### DOCUMENT PASSAGE
··········
2.4 New Brunswick: a bilingual province
The language policies at work in the province of New Brunswick shall be described in a little more detail here, for it is, like Quebec, a province that is characterised by a rather unique demolinguistic profile and language policy. New Brunswick was visited by Jacques Cartier on his first voyage in 1534, and Champlain established the first permanent European settlements in 1604. What is now Maritime Canada (Nova Scotia, New Brunswick, and Prince Edward Island) was claimed as part of the colony of New France and named ‘Acadia’, with settlers from France mingling with the aboriginal Mi’kmaq and Maliseet (Wolastoqiyik), with most settling in Peninsular Acadia (Nova Scotia). The colony saw its first decline after the War of the Spanish Succession, when the Treaty of Utrecht (1713) handed Nova Scotia to Britain. Mainland Acadia was conquered in the course of the French and Indian War with the fall of Fort Anne (present-day Fredericton, the capital of New Brunswick) in 1759.
The British conquest of Acadia was disastrous for the French colonists. A large number of Acadian settlers were deported in the course of le grand dérangement , a programme which saw 11500 of the region’s 14000 Acadians forcibly removed to locations ranging from Quebec to Louisiana. This greatly reduced the Francophone population, which was replaced, shortly thereafter, by Loyalists fleeing the seceding American colonies. When Acadians were allowed to return to Nova Scotia in the late 1770s, most fertile land had been re-appropriated by arrivals from New England. The general wave of immigration to North America in the late 18 thand early nineteenth century from the British Isles also affected Maritime Canada and with it New Brunswick, by bringing increasing numbers of English-speaking settlers. By 1871, the former French majority had been reduced to 16 %. This number rose again after Confederation (in 1867; New Brunswick was one of the original four provinces, with Nova Scotia and Upper and Lower Canada, to merge into a larger federal unit that would eventually become the country Canada), reaching 24 % in 1901 and 34 % in 1931 (Forbes, 2008).
··········
### EXCERPTED RECORDS
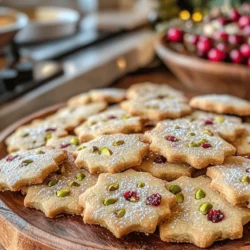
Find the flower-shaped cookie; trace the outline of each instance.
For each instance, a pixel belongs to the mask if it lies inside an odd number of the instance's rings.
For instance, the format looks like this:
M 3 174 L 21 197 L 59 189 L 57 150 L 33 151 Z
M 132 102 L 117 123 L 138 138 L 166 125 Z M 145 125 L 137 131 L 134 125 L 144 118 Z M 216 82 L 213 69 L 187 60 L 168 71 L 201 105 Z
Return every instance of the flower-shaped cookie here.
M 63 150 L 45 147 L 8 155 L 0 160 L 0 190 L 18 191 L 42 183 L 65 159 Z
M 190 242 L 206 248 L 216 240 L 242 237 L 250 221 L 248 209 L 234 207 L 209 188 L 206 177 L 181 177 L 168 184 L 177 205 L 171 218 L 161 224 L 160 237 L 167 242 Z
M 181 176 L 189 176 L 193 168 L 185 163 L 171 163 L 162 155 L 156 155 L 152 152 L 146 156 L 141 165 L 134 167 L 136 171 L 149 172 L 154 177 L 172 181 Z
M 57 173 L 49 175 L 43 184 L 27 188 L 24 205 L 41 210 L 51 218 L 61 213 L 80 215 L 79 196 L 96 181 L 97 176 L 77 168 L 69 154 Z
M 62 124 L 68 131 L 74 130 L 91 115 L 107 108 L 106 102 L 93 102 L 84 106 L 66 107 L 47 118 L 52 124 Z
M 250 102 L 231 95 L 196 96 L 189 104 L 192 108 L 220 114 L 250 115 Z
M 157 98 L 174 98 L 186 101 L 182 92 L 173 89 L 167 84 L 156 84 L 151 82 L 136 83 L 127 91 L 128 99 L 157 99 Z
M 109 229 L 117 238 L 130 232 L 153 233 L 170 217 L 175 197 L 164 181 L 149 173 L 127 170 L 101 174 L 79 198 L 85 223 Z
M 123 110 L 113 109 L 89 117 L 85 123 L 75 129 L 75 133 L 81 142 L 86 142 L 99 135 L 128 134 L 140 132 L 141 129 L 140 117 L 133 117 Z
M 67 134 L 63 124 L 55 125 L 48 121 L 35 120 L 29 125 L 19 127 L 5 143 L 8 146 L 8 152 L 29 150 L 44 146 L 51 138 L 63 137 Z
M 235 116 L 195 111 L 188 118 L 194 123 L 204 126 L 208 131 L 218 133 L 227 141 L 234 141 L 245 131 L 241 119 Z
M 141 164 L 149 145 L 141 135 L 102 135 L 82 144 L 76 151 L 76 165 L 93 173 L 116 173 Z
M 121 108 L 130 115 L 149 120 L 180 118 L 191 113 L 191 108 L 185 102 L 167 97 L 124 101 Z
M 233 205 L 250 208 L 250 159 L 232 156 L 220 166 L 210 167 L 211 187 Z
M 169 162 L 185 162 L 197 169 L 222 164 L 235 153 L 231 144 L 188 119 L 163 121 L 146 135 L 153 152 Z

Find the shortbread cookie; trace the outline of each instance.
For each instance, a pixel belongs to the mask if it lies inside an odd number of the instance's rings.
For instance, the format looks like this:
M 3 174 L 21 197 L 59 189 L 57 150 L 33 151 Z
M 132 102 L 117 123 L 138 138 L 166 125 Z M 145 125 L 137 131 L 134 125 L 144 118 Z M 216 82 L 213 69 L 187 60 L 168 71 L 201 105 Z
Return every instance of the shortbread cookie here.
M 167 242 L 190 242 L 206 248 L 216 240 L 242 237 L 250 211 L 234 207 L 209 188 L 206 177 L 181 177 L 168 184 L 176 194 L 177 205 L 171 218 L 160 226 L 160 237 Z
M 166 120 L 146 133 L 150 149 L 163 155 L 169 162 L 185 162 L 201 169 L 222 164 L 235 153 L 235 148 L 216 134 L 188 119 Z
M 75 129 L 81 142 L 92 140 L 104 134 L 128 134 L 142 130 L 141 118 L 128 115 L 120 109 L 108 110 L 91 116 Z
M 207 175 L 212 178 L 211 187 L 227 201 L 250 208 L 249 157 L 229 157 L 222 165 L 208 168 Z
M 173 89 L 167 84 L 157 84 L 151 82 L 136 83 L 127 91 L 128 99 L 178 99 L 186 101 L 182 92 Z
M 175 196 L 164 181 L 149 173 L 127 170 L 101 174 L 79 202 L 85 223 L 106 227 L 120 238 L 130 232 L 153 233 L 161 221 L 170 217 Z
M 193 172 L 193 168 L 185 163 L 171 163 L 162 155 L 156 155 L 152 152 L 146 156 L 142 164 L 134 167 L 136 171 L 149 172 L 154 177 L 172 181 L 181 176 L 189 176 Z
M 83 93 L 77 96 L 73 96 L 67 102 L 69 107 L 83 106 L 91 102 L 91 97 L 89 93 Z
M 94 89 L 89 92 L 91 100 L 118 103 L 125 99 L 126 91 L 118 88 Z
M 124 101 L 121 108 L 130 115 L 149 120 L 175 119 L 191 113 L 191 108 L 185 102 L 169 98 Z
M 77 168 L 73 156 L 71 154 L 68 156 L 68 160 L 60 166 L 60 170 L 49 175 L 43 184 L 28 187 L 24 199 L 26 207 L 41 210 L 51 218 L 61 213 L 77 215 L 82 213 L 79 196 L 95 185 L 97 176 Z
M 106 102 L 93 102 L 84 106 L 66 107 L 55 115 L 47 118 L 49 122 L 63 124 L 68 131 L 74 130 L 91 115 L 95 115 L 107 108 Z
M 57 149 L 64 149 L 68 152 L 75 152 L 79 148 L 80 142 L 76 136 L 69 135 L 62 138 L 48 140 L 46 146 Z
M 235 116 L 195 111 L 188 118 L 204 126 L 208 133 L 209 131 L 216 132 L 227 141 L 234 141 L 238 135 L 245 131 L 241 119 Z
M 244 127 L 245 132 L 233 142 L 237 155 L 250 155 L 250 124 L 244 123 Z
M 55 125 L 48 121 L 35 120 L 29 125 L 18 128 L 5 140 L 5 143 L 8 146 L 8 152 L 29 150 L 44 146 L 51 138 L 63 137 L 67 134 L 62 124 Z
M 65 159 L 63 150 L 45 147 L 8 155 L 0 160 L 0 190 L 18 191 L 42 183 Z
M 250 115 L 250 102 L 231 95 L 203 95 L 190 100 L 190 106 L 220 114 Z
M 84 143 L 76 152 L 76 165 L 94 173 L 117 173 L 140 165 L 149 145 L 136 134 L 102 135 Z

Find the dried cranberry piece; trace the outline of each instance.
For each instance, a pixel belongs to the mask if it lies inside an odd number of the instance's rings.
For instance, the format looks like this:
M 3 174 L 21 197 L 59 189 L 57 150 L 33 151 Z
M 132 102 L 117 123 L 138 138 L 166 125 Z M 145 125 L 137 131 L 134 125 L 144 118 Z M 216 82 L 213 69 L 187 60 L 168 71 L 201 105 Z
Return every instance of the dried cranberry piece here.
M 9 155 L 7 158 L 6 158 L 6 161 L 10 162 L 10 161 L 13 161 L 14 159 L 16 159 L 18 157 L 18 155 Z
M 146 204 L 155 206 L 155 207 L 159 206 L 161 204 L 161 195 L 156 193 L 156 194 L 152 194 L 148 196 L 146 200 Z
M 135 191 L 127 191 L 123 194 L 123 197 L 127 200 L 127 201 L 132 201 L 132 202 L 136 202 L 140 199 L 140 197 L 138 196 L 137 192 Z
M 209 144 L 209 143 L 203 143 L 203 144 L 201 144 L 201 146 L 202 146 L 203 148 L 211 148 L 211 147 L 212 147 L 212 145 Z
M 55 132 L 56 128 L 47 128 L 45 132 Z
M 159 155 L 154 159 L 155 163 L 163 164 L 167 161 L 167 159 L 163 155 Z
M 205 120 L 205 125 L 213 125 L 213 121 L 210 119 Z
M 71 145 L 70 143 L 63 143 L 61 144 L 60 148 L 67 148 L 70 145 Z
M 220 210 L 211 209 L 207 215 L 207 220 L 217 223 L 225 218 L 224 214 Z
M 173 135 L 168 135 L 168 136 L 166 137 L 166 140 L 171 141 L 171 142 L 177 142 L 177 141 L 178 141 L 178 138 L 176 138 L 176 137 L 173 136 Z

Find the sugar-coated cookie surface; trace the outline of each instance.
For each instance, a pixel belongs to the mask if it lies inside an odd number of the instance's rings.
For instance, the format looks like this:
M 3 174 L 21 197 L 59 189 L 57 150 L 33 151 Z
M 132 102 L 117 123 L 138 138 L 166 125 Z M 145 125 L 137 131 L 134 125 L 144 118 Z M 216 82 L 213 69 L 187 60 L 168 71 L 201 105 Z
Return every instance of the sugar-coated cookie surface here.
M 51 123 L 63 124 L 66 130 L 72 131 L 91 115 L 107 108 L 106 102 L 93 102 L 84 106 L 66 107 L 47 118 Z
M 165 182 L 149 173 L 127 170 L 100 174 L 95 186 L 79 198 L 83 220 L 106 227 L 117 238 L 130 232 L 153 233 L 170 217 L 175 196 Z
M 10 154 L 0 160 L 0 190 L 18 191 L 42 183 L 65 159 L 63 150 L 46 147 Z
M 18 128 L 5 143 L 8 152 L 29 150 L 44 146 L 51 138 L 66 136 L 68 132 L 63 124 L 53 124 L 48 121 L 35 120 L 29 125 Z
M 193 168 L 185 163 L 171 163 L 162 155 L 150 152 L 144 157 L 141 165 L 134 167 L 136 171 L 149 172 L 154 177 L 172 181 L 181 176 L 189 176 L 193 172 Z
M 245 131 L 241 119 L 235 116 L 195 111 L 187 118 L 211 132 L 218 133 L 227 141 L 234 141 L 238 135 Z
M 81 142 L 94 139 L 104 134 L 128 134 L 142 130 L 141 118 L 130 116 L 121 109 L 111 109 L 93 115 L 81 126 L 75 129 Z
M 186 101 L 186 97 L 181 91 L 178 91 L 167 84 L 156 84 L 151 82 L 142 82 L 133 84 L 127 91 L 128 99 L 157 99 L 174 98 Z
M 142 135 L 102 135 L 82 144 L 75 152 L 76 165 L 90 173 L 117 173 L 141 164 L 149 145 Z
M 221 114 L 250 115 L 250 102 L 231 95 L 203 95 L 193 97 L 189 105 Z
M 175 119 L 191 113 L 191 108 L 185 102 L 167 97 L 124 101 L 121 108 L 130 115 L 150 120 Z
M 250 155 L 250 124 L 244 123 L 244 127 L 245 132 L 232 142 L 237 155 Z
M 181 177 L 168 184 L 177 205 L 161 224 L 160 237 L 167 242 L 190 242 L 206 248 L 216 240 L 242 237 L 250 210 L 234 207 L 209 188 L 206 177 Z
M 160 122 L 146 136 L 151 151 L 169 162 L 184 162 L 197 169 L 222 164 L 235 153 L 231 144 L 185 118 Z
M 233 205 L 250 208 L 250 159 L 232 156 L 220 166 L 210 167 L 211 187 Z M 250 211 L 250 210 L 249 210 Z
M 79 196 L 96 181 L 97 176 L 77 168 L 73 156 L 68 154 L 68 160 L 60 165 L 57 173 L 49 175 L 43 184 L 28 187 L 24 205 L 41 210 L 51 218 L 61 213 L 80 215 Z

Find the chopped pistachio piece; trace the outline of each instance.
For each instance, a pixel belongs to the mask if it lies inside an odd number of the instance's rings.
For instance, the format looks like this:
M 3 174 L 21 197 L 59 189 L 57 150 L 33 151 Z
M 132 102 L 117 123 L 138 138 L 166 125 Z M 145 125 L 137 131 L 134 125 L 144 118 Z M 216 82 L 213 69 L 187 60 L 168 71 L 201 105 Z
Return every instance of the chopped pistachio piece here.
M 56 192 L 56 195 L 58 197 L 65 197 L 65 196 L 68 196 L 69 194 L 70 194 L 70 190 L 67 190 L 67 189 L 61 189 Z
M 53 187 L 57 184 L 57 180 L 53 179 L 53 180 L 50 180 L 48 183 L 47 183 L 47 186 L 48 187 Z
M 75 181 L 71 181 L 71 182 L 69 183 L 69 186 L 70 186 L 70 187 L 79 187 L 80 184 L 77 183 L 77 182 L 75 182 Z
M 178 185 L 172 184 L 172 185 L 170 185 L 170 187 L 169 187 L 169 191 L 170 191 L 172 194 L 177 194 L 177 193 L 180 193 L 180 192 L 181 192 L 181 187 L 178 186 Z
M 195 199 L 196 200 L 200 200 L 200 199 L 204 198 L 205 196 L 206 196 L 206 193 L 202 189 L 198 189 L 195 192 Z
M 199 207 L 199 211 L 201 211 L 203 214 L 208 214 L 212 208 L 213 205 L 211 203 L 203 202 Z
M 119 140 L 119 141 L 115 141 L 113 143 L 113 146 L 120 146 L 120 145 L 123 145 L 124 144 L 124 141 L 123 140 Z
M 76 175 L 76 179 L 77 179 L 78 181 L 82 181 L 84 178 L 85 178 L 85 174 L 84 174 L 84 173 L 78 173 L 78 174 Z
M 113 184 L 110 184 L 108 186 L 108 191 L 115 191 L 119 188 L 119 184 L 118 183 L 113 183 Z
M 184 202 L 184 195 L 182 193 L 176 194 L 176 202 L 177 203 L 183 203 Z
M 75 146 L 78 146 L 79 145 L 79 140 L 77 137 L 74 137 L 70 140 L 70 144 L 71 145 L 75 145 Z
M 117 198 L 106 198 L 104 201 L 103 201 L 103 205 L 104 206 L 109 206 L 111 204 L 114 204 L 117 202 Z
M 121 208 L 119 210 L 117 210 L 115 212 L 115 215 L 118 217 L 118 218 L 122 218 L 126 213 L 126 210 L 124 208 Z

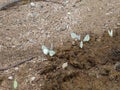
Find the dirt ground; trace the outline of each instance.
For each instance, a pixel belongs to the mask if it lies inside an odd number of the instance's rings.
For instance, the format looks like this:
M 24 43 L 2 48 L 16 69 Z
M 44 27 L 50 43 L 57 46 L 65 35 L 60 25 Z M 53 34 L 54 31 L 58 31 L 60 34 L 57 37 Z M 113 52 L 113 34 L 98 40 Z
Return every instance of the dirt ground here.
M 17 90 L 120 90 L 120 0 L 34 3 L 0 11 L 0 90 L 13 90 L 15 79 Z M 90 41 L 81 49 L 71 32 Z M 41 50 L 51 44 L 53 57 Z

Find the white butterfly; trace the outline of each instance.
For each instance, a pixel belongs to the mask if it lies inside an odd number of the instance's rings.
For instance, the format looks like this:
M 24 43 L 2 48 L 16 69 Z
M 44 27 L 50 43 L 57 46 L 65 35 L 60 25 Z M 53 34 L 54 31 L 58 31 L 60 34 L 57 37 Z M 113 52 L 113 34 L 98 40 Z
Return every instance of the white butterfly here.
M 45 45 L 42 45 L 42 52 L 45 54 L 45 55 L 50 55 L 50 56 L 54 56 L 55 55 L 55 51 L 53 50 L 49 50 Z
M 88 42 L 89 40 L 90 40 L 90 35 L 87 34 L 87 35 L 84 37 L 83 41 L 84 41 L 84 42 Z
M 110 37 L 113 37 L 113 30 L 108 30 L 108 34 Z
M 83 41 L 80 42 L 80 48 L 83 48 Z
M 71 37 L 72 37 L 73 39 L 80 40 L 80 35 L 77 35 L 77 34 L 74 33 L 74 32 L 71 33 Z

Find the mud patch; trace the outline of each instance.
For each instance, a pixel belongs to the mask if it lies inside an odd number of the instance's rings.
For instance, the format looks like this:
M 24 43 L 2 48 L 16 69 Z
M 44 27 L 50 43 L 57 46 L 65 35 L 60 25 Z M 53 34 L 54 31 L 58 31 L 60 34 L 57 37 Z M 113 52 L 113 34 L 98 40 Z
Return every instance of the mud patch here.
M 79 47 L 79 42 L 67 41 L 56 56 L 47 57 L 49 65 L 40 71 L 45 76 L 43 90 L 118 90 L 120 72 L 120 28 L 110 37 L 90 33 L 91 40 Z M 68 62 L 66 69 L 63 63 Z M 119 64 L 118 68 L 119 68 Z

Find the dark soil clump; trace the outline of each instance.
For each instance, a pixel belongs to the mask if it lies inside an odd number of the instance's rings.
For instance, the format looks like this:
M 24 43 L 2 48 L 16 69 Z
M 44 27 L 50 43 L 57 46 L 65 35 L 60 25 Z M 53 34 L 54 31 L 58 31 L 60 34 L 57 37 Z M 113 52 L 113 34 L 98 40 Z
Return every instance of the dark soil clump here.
··········
### EXERCISE DIRECTIONS
In the passage on New Brunswick, how many Acadians were forcibly removed during le grand dérangement?

### REPLY
11500 of the region's 14000 Acadians were forcibly removed.